Given task 1
In the records, how many lines contain the string "representing"? Case counts; answer with the number alone.

Supplied passage
(begin)
# Router



## Willie T (Jan 29, 2009)

I got this one for about $89 at Lowe's a year ago. I love it. Only thing is that it does not have "soft start"... and that is a nice feature to have on any power tool.

http://www.toolbarn.com/product/skil/1825/


----------



## Termite (Apr 13, 2008)

Personally I'd suggest a Porter Cable or Bosch kit with plunge and fixed bases. Much better product that the Craftsman.


----------



## Clutchcargo (Mar 31, 2007)

For $99, it might be a good learner router and then it can transition into a loaner.


----------



## Willie T (Jan 29, 2009)

I have a Porter Cable 7539 that would be the cat's whiskers for you... but it runs about $350.


----------



## DangerMouse (Jul 17, 2008)

Porter/Cable 690LR Heavy Duty (6902 motor)

DM


----------



## Bob Mariani (Dec 1, 2008)

DangerMouse said:


> Porter/Cable 690LR Heavy Duty (6902 motor)
> 
> DM



This one is a good all around basic unit., With the cheaper ones you are better off not doing any routing, since everything you try will come out poorly.


----------



## DangerMouse (Jul 17, 2008)

Clutchcargo said:


> For $99, it might be a good learner router and then it can transition into a loaner.


a learner to a loaner.... hmmmmm

wouldn't work for me, i hate loaning my tools to ANYone, EVER!
they always come back dirty, broken or don't come home at all......

DM


----------



## DangerMouse (Jul 17, 2008)

Bob Mariani said:


> With the cheaper ones you are better off not doing any routing, since everything you try will come out poorly.


agreed :yes: 
i used a crappy one once.... never again.

DM


----------



## DangerMouse (Jul 17, 2008)

oh yeah, and unless you are routing BALSA wood, i'd avoid any cheap, generic bits. they'll be trash after the first pass.

DM


----------



## work4six-s (Mar 1, 2009)

Here is a web site you mite want to check out. http://www.reconditionedsales.com/


----------



## micromind (Mar 9, 2008)

I've got a Bosch 1617. I've used quite a few routers over the years, this one is the best so far. It has the chuck inserts for 1/4" and 1/2", and I bought a plunge base for it. 

It doesn't have soft-start, but it doesn't matter to me. Just another electronic thing that can fail. 

I also have the 220 volt version. That one will keep its speed up even at the end of a VERY long cord!

Rob


----------



## SDC (Feb 18, 2009)
(end)
Records to process
(begin)
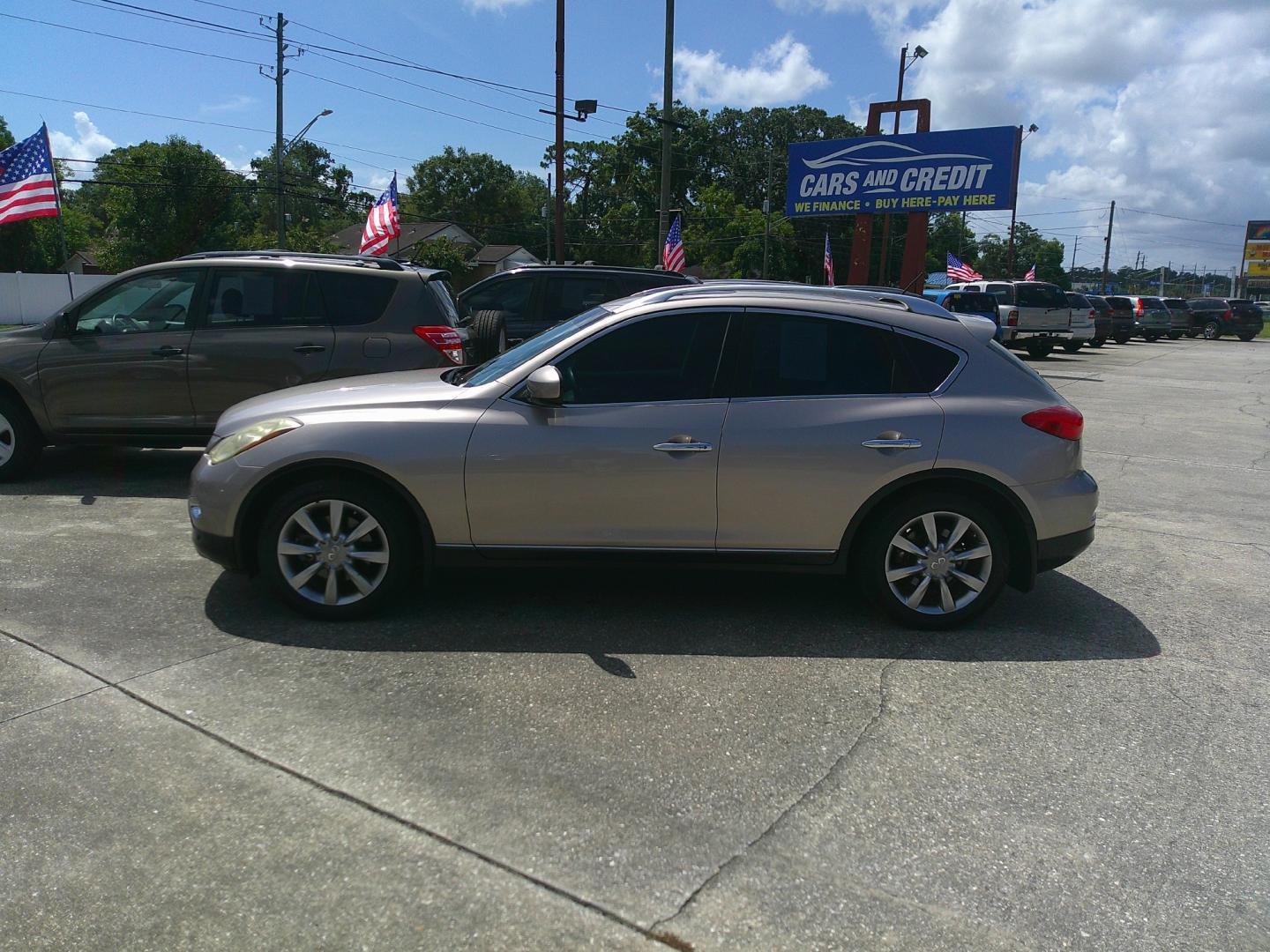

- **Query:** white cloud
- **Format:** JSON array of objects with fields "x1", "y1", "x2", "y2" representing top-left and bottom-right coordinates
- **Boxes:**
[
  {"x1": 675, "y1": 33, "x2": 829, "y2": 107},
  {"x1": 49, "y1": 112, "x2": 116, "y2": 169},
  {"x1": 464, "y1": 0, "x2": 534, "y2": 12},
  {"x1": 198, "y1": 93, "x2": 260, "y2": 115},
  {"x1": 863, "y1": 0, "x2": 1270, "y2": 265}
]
(end)
Given task 2
How would you put this sentence from the router thread into Spanish: "It doesn't have soft-start, but it doesn't matter to me."

Correct result 1
1

Correct result 2
No tiene arranque suave, pero a mí no me importa.